## Text block

5.4 Allocation of Taxable Income and Tax Losses

Taxable Income and Tax Losses of the Company for each fiscal year shall be determined as of the end of each fiscal year and shall be allocated as set forth below:

5.4.1 Allocation of Taxable Income and Loss

For purposes of this Agreement, “net profits” or “net losses” shall be determined as required by the regulations promulgated under IRC 704, as it may be amended from time to time. Taxable Income and Tax Losses of the Company for each fiscal year shall be determined as of the end of each fiscal year and shall be allocated as set forth below and shall be subject to the rules for special allocations set forth in Paragraph 5.4.2.

a. Taxable Income shall first be allocated to the Members to the extent of, and in proportion to, the excess of prior cumulative allocations of Tax Losses over prior cumulative allocations of Taxable Income.

b. The balance of Taxable Income shall then be allocated to the Members in proportion to their Capital Accounts.

c. Tax Losses shall first be allocated to the Members to the extent of, and in proportion to, the excess of prior cumulative allocations of Taxable Income over prior cumulative allocations of Tax Losses.

## Records for the task
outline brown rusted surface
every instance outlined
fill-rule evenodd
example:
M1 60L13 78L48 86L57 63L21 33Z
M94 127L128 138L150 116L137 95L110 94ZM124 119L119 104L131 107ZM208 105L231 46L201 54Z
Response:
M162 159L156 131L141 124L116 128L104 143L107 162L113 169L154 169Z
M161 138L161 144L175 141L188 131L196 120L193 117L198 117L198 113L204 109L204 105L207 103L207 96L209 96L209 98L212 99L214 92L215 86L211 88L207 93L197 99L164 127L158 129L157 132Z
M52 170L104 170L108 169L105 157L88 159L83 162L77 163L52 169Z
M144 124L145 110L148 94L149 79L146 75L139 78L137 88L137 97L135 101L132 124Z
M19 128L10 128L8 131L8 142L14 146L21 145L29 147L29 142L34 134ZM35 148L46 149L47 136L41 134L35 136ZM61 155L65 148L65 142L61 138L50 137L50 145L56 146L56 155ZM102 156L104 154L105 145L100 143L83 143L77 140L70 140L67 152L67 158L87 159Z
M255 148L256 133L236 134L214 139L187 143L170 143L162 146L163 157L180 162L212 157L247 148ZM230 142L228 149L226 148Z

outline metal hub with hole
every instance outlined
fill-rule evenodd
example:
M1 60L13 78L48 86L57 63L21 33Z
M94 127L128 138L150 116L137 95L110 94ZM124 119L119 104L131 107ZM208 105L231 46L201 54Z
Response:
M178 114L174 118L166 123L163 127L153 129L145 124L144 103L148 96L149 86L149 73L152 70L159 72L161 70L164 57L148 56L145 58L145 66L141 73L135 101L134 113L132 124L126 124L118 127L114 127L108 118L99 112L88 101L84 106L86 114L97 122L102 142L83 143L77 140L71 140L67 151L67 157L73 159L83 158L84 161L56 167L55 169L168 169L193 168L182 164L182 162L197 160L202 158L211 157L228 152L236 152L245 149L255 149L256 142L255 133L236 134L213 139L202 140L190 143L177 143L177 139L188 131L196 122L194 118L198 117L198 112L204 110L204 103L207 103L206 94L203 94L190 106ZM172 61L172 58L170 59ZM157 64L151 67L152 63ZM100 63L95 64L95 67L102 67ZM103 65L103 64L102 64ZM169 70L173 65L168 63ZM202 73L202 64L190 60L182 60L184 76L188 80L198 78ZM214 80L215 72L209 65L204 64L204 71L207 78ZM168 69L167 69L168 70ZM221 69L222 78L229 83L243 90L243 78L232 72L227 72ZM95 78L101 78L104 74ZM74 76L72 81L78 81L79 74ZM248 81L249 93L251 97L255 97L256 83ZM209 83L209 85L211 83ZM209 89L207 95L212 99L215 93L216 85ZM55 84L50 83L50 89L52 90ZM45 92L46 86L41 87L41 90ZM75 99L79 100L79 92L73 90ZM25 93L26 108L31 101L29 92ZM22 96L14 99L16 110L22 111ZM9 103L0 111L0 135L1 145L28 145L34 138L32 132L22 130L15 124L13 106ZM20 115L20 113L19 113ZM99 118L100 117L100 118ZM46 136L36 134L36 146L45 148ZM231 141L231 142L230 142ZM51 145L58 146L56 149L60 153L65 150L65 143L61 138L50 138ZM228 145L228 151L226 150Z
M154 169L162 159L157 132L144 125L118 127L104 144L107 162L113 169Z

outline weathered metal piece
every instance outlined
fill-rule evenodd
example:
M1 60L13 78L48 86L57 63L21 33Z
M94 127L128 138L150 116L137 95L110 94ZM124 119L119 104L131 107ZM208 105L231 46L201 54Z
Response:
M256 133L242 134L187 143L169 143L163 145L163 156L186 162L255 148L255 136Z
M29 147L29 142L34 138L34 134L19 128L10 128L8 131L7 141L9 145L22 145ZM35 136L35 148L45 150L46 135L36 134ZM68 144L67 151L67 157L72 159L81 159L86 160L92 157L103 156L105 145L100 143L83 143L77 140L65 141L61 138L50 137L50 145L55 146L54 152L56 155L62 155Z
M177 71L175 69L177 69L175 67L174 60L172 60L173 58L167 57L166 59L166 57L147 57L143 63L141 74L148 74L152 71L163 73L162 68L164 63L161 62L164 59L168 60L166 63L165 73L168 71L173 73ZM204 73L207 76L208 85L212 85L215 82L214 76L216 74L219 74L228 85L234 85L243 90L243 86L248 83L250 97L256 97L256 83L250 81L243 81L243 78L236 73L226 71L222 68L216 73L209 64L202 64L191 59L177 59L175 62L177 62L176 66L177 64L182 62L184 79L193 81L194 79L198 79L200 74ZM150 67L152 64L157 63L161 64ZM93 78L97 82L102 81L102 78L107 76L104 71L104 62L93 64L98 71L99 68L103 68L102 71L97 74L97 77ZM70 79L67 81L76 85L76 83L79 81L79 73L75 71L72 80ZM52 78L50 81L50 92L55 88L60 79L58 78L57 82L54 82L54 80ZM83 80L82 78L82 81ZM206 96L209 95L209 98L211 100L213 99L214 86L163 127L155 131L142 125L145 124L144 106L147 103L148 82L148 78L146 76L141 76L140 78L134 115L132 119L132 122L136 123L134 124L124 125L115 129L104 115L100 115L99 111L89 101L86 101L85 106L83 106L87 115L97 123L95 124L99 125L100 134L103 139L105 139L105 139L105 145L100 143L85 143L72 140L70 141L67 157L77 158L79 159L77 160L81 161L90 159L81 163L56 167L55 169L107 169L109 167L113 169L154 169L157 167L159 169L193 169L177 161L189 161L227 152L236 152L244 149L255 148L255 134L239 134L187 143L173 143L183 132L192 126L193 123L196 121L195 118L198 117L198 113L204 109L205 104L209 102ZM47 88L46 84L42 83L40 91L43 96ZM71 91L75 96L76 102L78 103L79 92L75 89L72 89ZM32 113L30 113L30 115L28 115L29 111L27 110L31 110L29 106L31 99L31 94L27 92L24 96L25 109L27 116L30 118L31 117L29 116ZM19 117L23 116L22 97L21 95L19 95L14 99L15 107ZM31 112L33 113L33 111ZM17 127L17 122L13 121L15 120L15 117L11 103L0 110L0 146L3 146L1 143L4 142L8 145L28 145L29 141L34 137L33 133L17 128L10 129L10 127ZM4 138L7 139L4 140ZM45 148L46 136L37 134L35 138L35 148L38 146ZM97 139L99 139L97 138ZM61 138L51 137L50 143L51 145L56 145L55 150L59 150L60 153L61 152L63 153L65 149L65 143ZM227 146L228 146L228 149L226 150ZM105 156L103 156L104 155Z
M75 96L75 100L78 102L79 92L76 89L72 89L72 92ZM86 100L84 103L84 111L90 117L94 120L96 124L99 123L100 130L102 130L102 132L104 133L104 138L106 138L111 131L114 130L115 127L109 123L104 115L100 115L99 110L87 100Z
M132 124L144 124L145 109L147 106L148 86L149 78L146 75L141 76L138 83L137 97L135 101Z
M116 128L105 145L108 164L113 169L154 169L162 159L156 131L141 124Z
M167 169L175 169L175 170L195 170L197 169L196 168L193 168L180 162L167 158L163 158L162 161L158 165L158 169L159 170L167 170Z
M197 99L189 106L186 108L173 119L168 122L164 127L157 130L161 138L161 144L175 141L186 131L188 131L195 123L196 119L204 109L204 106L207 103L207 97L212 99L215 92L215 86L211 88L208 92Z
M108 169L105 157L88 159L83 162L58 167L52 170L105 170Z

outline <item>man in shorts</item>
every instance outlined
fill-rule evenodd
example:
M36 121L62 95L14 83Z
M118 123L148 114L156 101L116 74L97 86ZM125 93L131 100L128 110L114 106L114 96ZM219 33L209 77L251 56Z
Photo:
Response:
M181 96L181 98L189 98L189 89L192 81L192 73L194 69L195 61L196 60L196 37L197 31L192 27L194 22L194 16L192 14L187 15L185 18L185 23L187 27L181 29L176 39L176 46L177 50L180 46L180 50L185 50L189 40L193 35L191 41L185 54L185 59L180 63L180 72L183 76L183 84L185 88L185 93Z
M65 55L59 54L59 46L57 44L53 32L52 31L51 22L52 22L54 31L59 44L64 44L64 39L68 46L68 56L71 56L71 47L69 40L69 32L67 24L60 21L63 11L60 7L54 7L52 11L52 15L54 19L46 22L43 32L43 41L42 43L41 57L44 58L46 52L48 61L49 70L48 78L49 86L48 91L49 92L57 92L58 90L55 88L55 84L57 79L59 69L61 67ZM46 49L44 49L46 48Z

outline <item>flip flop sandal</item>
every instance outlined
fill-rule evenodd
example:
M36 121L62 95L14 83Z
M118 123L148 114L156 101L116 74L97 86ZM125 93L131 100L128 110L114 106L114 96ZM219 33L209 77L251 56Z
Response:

## What is asked
A – Echo the stretch of the tax allocation text from "5.4.1 Allocation of" through "in Paragraph 5.4.2.", word for word.
B – State how many lines of the rows contain the string "item". Give the number only.
The allocation text and the rows are separate material.

## Responses in order
A –
5.4.1 Allocation of Taxable Income and Loss

For purposes of this Agreement, “net profits” or “net losses” shall be determined as required by the regulations promulgated under IRC 704, as it may be amended from time to time. Taxable Income and Tax Losses of the Company for each fiscal year shall be determined as of the end of each fiscal year and shall be allocated as set forth below and shall be subject to the rules for special allocations set forth in Paragraph 5.4.2.

B – 2